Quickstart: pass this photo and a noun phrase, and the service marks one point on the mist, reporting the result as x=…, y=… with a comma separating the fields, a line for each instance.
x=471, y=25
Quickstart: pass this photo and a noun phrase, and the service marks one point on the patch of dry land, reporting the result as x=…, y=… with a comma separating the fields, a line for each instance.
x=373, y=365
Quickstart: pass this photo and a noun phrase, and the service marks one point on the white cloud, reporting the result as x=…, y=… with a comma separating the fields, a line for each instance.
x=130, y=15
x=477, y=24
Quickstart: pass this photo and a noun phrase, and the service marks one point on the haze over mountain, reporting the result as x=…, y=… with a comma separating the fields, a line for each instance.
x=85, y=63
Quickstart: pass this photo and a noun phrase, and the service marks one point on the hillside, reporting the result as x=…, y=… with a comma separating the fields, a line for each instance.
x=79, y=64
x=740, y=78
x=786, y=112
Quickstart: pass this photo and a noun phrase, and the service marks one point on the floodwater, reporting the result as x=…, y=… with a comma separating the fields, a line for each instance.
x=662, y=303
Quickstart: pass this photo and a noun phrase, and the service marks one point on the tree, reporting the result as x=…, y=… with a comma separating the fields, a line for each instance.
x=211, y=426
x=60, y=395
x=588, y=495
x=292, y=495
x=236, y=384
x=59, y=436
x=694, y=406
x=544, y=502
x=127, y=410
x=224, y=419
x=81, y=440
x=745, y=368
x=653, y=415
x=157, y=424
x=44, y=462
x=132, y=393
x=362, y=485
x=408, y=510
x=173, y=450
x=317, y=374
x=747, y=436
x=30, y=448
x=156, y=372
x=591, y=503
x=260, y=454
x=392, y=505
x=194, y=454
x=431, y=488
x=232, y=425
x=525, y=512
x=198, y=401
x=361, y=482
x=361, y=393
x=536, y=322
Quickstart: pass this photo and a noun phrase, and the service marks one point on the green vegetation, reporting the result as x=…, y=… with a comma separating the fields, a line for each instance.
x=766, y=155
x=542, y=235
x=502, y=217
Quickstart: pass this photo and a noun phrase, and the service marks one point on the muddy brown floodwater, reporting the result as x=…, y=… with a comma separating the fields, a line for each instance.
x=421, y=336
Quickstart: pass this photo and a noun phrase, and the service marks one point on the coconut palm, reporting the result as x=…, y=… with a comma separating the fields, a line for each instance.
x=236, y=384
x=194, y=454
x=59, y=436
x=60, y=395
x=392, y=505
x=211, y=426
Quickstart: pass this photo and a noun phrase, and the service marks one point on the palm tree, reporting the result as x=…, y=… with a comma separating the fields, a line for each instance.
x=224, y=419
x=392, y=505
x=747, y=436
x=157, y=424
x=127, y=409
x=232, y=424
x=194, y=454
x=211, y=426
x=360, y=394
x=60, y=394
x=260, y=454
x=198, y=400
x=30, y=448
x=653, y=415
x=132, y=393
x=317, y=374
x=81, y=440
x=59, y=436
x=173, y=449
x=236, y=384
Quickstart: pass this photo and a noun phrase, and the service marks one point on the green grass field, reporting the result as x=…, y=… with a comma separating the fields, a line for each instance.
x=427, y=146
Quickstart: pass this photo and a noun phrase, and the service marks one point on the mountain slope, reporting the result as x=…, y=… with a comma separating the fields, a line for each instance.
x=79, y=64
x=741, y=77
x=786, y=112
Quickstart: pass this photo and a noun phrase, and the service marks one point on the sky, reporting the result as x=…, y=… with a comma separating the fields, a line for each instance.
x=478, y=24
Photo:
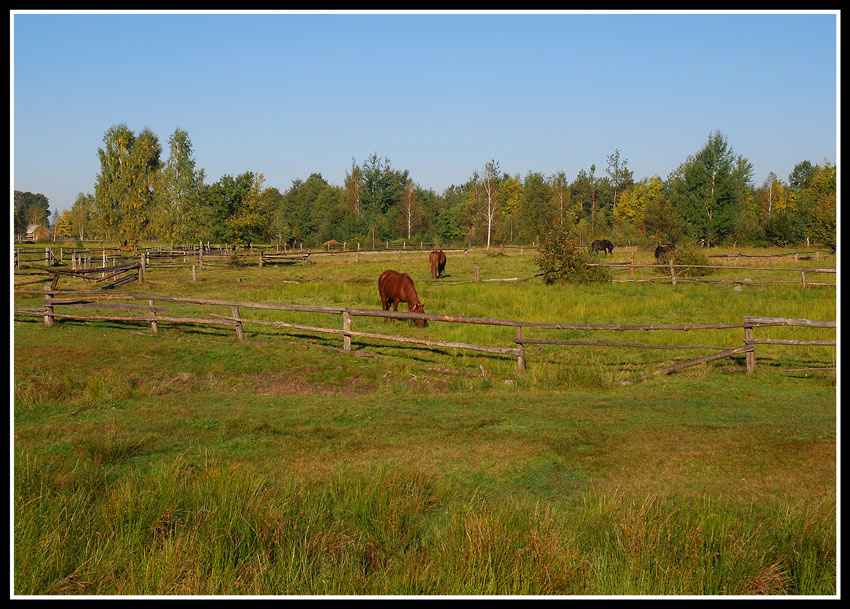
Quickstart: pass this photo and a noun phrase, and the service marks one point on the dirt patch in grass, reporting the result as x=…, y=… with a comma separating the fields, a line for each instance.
x=297, y=383
x=741, y=463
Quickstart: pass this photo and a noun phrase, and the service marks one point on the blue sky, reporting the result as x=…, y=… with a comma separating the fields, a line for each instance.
x=440, y=95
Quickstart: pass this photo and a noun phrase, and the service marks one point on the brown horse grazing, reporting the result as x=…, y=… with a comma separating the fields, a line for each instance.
x=437, y=258
x=395, y=287
x=663, y=249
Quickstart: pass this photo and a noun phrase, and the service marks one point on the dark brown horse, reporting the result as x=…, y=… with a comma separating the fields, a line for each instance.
x=395, y=287
x=663, y=249
x=437, y=258
x=602, y=245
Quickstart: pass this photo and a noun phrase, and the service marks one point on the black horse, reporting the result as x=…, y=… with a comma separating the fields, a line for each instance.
x=663, y=249
x=602, y=245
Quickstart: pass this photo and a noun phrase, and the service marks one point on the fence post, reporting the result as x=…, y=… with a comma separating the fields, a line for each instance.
x=154, y=327
x=48, y=304
x=749, y=334
x=239, y=334
x=520, y=362
x=346, y=326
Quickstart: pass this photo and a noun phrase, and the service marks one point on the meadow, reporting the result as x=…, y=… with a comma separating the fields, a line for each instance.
x=187, y=462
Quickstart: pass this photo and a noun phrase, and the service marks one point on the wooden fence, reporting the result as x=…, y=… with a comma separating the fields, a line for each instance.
x=673, y=277
x=154, y=315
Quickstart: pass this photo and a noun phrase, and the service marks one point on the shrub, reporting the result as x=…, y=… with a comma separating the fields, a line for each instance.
x=687, y=253
x=562, y=262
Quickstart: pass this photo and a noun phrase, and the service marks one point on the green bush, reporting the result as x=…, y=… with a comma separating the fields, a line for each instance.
x=562, y=262
x=687, y=253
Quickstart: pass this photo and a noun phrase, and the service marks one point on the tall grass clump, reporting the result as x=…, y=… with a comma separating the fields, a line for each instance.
x=562, y=262
x=210, y=528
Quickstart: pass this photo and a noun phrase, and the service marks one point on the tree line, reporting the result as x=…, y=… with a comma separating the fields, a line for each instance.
x=142, y=194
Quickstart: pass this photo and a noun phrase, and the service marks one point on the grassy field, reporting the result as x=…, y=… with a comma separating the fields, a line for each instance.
x=189, y=463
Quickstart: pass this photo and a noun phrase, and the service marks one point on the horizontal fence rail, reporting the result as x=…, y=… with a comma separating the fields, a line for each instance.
x=154, y=315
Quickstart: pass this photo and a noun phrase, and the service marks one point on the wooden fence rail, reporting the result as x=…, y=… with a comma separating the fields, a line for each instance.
x=754, y=322
x=54, y=299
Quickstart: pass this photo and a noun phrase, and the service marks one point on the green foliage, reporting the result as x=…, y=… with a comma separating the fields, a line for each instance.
x=562, y=262
x=708, y=188
x=687, y=252
x=29, y=208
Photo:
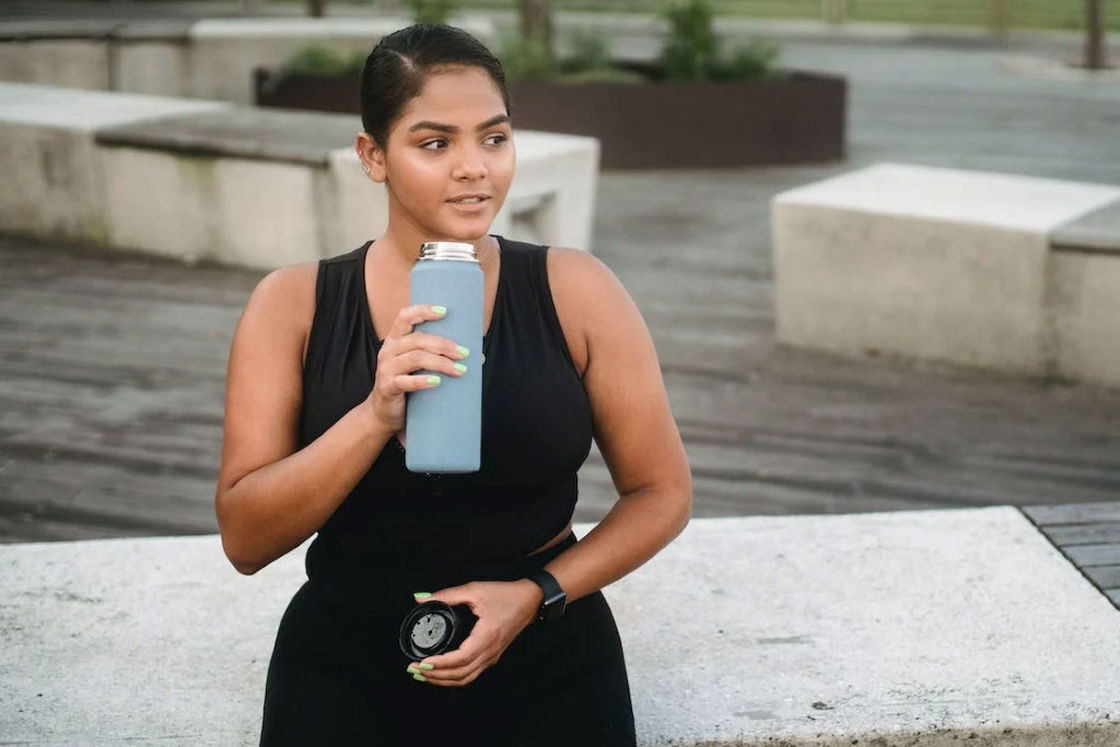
####################
To do:
Pull out each line of the records above that contains the string "patch". Case counts.

Exercise response:
Quickstart: pass this photo and a noun phrase, and the service marks one point on the patch of dry land, reporting the result as x=…, y=… with a comma separating the fields, a line for each instance.
Quickstart: pass this photo and a noun phrase, and the service marks one point on the dirt patch in grass, reporting the result as x=…, y=… with a comma separating the fields, a line for each instance.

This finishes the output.